WHAT TO PRODUCE
Return every line of the entries below that contains the word "rough".

THE DATA
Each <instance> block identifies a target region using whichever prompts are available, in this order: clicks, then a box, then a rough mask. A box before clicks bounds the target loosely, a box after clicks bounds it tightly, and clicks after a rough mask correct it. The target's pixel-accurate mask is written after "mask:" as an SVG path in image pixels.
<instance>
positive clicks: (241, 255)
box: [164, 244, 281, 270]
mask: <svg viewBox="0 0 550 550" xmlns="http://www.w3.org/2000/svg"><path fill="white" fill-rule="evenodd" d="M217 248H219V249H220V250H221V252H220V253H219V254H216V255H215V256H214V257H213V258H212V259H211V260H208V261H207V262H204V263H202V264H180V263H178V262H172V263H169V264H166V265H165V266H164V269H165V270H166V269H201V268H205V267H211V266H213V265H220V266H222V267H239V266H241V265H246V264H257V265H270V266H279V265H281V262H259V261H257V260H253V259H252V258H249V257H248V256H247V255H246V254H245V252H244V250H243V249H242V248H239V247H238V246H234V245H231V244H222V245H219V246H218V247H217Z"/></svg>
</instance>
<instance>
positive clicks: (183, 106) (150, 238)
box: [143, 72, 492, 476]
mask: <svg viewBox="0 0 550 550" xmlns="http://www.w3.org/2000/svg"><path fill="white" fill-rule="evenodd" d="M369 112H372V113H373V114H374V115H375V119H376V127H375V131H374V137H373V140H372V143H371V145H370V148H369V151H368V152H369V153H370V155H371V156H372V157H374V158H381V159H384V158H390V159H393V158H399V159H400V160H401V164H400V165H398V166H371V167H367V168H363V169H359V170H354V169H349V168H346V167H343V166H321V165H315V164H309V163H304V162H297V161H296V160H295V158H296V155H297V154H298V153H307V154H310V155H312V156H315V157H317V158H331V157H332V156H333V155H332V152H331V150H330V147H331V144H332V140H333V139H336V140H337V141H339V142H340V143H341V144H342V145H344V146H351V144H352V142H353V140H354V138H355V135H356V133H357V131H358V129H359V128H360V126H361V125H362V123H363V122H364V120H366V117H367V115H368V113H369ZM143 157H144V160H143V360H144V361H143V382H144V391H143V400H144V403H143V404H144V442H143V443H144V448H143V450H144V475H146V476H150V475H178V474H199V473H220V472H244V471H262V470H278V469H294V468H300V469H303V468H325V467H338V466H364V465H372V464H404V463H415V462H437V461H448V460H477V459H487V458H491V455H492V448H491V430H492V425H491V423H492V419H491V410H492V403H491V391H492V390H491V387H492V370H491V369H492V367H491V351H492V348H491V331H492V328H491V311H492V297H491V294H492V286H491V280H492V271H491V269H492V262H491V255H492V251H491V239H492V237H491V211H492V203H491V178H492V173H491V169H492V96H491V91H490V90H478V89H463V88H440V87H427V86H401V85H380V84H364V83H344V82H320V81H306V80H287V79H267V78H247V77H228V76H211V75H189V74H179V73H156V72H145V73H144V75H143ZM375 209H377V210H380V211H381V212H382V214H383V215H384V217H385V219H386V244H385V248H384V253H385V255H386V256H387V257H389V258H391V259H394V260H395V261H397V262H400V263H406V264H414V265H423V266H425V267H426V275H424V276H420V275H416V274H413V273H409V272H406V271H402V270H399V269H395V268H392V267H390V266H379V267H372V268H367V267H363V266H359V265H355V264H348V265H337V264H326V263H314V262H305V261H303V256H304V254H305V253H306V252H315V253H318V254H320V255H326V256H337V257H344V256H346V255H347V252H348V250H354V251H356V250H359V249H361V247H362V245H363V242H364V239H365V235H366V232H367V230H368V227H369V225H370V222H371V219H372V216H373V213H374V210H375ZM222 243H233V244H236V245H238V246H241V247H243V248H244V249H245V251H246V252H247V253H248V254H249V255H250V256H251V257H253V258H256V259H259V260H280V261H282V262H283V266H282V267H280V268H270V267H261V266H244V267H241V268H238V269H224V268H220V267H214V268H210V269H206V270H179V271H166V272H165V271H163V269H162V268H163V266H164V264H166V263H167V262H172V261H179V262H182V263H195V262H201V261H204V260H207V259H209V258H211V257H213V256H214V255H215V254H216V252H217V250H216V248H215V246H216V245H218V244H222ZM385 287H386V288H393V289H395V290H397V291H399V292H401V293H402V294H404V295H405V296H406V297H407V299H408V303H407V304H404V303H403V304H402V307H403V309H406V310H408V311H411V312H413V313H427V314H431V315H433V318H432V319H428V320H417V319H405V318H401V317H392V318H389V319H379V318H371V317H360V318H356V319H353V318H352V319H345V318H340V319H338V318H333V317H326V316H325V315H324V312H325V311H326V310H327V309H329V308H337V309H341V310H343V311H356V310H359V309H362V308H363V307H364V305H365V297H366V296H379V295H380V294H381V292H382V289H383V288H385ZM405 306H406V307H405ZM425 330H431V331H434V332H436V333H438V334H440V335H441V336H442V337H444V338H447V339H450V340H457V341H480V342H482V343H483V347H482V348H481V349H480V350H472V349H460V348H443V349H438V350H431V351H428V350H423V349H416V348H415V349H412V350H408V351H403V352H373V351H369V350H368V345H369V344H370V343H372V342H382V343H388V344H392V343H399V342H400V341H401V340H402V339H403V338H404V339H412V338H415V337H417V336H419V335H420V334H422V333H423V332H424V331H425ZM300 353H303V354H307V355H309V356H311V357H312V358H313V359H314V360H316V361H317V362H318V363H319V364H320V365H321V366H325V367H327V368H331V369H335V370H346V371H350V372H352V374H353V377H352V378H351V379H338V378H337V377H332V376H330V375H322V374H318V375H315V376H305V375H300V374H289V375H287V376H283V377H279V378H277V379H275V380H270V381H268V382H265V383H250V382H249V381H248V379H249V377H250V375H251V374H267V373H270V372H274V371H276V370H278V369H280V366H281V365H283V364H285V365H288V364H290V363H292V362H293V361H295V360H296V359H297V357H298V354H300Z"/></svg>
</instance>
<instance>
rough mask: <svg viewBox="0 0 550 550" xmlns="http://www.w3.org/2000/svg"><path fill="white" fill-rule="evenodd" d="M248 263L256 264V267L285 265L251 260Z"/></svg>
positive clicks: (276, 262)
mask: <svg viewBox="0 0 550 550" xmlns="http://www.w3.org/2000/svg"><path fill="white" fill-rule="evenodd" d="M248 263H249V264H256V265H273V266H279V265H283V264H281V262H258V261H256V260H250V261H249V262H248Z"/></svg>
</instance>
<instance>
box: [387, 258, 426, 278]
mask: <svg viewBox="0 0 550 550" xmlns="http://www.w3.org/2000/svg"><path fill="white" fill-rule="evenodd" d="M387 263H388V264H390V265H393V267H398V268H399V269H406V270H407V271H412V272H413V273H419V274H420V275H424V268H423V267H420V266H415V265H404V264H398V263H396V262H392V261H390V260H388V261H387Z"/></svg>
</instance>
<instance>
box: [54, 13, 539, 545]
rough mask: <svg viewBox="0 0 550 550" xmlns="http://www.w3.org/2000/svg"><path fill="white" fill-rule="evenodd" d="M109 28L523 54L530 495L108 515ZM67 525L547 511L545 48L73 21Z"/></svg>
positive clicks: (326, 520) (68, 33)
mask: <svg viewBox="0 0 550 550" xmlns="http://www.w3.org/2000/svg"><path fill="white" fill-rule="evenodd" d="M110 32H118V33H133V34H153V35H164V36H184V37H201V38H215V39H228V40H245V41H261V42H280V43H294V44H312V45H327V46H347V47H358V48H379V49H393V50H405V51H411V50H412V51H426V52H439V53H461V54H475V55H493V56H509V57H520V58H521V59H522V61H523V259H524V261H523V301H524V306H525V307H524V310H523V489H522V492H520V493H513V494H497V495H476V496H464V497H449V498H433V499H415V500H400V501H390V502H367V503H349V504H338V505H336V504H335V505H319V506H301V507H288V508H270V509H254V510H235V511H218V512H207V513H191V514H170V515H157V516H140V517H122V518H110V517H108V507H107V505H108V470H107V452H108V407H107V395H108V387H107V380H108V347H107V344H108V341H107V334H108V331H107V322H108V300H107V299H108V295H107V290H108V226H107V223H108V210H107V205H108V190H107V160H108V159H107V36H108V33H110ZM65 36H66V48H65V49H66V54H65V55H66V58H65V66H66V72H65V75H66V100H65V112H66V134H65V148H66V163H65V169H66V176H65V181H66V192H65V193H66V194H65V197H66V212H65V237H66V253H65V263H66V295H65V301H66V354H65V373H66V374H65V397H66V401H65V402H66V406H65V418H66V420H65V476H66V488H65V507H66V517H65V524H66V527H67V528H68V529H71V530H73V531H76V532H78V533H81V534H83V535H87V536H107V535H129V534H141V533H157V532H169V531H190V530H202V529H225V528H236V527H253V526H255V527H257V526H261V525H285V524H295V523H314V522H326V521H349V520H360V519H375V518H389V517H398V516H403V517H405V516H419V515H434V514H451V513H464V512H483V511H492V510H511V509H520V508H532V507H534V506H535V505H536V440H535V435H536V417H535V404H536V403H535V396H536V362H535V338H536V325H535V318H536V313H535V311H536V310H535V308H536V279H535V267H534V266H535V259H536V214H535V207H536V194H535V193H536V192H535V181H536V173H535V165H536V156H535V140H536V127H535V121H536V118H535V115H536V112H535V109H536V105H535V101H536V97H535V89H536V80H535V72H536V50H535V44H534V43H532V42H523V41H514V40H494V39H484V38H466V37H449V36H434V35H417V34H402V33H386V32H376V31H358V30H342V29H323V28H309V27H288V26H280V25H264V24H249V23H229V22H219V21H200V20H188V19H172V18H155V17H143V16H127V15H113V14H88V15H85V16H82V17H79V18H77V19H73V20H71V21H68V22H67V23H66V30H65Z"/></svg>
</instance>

REPLY
Each <instance> block identifies a target region using whichever prompts are available, in this order: clicks, then a box, then a rough mask. A box before clicks bounds the target loosely, a box after clicks bounds it tightly, and clicks after a rough mask correct it. The target's pixel-accurate mask is written after "mask:" as an SVG path in image pixels.
rough mask: <svg viewBox="0 0 550 550" xmlns="http://www.w3.org/2000/svg"><path fill="white" fill-rule="evenodd" d="M248 263L256 264V267L285 265L251 260Z"/></svg>
rough mask: <svg viewBox="0 0 550 550" xmlns="http://www.w3.org/2000/svg"><path fill="white" fill-rule="evenodd" d="M109 28L523 54L530 495L108 515ZM67 525L547 511L545 48L73 21Z"/></svg>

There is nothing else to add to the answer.